## PROBLEM SET
1. Write out the passage from the article on the Huntington–TCF merger, starting with "Huntington Bancshares and" and going on through "were not disclosed.".
2. Answer these questions from the article on the Huntington–TCF merger, marking each answer with the same letter:
(a) In which two cities will the combined company have its headquarters?
(b) When do the companies expect to complete the transaction?
(c) What is Gary Torgow's title?
3. Continue the article on the Huntington–TCF merger, starting right after its last sentence.

Huntington Bancshares and TCF Financial Corp. have announced that each company’s shareholders have approved the proposed merger of TCF into Huntington. The companies will have dual headquarters in Huntington’s Columbus, Ohio, and TCF’s Detroit. Terms of the $22 billion deal, which was announced in December, were not disclosed.

“With our shareholders’ approval, we are one step closer to bringing together our two purpose-driven organizations to create an even stronger, market-leading regional bank for our customers, communities, and colleagues,” says Gary Torgow, executive chairman of TCF.

The completion of the transaction remains subject to regulatory approval and the satisfaction of other customary closing conditions set forth in the merger agreement. The companies anticipate completing the transaction late in the second quarter.

“Shareholder approval is a key milestone in our journey to combine Huntington and TCF,” says Stephen D. Steinour, chairman, president, and CEO of Huntington. “I am very pleased Huntington shareholders support this partnership, as it provides a compelling opportunity to accelerate shareholder value creation while enabling us to help more people and businesses throughout our local communities. I look forward to TCF shareholders becoming Huntington shareholders when the transaction is complete.”

In December, the companies signed a definitive agreement under which TCF would combine in an all-stock merger with a total market value of about $22 billion with Huntington.

## INFORMATION SUPPLIED
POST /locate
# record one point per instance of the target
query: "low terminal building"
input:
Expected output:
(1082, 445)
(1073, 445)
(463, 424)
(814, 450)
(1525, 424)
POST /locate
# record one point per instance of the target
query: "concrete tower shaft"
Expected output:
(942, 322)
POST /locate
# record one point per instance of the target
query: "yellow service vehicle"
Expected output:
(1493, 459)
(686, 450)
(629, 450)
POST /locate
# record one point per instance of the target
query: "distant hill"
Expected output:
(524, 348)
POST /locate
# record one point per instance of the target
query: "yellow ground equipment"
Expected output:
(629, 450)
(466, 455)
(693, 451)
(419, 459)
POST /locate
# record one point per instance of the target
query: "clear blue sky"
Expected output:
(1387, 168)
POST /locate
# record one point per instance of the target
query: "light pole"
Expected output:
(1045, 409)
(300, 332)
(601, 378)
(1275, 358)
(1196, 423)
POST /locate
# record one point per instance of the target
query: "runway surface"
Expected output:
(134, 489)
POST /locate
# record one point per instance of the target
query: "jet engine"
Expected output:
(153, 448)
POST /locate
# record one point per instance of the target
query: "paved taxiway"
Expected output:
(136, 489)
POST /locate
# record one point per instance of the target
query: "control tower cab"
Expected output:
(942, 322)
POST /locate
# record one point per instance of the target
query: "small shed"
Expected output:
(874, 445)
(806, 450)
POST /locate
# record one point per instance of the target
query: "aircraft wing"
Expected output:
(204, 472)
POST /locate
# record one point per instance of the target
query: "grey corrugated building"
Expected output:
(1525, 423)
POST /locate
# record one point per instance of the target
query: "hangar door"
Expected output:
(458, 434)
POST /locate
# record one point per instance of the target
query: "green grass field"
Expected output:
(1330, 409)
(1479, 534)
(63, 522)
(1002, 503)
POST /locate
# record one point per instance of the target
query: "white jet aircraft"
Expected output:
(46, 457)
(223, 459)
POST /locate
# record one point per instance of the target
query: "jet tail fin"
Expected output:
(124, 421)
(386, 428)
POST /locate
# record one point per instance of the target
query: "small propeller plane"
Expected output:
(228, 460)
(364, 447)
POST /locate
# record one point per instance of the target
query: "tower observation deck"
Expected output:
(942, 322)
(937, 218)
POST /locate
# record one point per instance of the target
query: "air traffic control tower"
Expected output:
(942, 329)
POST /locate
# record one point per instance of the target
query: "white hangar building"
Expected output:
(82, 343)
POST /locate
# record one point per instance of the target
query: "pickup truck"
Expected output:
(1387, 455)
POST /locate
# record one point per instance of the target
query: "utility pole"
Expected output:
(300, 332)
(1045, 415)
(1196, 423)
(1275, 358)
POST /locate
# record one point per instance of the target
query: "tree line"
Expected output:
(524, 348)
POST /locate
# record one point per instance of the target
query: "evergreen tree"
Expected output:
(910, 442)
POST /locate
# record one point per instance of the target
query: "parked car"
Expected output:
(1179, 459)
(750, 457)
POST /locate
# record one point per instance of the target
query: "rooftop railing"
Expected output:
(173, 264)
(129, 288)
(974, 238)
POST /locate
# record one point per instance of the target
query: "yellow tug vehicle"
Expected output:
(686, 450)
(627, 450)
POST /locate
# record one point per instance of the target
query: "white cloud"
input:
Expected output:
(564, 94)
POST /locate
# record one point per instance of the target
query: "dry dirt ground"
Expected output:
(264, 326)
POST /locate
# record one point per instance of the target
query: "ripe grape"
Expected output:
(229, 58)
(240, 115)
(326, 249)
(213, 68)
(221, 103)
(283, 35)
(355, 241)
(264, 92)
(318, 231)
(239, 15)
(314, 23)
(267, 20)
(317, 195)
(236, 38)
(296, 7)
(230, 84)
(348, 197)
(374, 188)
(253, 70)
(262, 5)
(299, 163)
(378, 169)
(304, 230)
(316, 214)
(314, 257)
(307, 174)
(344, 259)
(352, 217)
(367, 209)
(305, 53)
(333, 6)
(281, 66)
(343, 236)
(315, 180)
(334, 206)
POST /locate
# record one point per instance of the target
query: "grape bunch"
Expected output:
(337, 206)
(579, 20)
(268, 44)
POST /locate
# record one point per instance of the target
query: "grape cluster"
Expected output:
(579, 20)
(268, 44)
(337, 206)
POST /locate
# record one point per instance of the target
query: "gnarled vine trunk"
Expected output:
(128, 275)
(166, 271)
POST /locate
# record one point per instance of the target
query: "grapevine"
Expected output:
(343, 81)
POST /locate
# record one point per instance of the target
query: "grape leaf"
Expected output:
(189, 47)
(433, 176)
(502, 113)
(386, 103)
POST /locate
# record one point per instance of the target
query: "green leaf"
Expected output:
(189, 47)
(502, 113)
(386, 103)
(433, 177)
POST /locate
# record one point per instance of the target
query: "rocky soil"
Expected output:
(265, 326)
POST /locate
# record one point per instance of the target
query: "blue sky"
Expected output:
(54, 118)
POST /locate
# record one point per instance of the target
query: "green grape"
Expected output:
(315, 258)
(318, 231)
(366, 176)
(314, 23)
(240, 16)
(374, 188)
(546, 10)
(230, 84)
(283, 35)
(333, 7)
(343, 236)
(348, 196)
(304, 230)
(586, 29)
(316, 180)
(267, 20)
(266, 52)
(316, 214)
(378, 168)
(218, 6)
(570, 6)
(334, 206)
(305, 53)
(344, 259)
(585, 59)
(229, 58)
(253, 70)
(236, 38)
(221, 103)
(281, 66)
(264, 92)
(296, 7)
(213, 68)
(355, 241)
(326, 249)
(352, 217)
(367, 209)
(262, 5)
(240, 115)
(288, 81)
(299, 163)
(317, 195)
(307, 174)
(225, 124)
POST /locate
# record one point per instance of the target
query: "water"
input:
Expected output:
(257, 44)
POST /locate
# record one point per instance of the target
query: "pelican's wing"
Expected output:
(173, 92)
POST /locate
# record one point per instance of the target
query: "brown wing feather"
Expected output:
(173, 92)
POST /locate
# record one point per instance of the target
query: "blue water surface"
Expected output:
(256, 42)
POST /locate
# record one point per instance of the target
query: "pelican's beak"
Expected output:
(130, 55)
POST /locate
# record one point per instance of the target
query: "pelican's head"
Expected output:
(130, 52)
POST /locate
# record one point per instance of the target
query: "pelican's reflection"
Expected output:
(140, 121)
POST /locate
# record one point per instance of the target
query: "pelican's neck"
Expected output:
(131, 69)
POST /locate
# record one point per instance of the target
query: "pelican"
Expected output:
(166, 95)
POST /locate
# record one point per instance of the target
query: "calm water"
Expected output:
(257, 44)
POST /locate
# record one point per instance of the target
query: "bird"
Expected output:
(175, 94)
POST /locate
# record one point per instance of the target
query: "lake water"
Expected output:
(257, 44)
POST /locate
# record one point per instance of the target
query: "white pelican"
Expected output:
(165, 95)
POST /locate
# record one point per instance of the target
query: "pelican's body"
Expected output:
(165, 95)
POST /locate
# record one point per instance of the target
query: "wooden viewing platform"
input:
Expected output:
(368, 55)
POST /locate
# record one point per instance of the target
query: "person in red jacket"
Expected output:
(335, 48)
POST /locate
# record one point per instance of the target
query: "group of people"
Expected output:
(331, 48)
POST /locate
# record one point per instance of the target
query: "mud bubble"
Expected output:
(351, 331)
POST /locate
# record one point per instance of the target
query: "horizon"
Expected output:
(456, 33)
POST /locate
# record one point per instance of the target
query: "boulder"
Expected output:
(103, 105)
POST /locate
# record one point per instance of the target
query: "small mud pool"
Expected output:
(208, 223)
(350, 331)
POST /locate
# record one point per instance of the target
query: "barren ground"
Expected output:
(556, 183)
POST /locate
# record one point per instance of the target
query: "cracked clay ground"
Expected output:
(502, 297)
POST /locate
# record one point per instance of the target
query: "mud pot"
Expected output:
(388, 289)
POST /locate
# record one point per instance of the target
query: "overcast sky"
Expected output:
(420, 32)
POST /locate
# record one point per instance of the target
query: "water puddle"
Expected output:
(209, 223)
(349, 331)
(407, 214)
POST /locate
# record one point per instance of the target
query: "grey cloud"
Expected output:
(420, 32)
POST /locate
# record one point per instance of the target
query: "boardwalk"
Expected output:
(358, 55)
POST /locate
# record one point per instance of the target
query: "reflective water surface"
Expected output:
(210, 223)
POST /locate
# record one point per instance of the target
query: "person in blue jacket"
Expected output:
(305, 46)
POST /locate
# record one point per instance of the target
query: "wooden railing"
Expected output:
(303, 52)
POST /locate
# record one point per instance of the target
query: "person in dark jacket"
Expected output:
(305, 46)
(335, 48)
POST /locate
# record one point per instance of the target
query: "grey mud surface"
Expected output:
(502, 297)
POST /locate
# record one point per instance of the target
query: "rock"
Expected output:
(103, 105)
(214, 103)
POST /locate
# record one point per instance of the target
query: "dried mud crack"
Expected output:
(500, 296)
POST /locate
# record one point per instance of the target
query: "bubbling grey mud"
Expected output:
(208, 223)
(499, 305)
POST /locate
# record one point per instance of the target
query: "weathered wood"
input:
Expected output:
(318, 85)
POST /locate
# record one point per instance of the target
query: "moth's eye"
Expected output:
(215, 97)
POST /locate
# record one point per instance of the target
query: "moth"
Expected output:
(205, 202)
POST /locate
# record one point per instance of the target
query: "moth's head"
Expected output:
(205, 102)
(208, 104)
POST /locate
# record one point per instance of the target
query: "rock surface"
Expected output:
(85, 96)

## ANSWERS TO THE TASKS
1.
Huntington Bancshares and TCF Financial Corp. have announced that each company’s shareholders have approved the proposed merger of TCF into Huntington. The companies will have dual headquarters in Huntington’s Columbus, Ohio, and TCF’s Detroit. Terms of the $22 billion deal, which was announced in December, were not disclosed.

2.
(a) Columbus, Ohio, and Detroit
(b) Late in the second quarter
(c) Executive chairman of TCF

3.
The merger will create a top 10 U.S. regional bank. The combined holding company will operate under the Huntington name and brand.

Upon closing, Steinour will remain chairman, president, and CEO of the holding company as well as CEO and president of the bank. Torgow will serve as chairman of the combined bank’s board.

The pro forma combined company will have about $168 billion in assets, $117 billion in loans, and $134 billion in deposits. Huntington expects the transaction to be 18 percent accretive to earnings per share in 2022. Estimated cost savings of the combined company are about $490 million, or 37 percent of TCF’s noninterest expense.

Through the combination, Huntington will expand its footprint to include Minnesota, Colorado, Wisconsin, and South Dakota. The deal also deepens the organization’s presence in Chicago.

In August, TCF completed an integration with Chemical Bank under which Chemical Bank changed its branding to TCF. It had announcing the merger in January 2019. In July 2018, Chemical Bank moved its headquarters to downtown Detroit and announced plans to build a 20-story office building in downtown Detroit. TCF is continuing the project.